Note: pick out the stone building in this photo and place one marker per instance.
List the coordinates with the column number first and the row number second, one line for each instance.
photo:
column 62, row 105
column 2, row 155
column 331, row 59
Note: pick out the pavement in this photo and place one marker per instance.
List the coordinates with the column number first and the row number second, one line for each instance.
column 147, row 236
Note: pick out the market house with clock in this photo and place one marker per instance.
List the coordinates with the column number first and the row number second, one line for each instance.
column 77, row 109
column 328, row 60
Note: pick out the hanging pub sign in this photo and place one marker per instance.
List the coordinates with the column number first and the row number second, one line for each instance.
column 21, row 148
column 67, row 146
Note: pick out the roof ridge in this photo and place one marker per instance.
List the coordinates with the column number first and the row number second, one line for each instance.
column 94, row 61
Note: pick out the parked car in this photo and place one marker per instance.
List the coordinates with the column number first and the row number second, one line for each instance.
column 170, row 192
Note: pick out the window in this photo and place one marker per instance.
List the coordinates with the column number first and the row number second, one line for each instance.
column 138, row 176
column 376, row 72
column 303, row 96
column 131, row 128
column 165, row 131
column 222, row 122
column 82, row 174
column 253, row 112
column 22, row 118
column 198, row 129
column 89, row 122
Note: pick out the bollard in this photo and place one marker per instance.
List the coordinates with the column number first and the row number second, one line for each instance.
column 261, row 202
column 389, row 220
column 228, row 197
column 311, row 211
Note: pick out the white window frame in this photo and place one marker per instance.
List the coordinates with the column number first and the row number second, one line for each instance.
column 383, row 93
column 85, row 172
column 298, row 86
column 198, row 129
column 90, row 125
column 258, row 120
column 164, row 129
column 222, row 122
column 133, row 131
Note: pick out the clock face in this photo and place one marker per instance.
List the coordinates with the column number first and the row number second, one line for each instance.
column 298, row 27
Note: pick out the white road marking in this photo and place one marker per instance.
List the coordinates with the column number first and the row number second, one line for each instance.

What this task involves:
Count the lines of the records that contain the word "white". Give only the count.

Exercise result:
2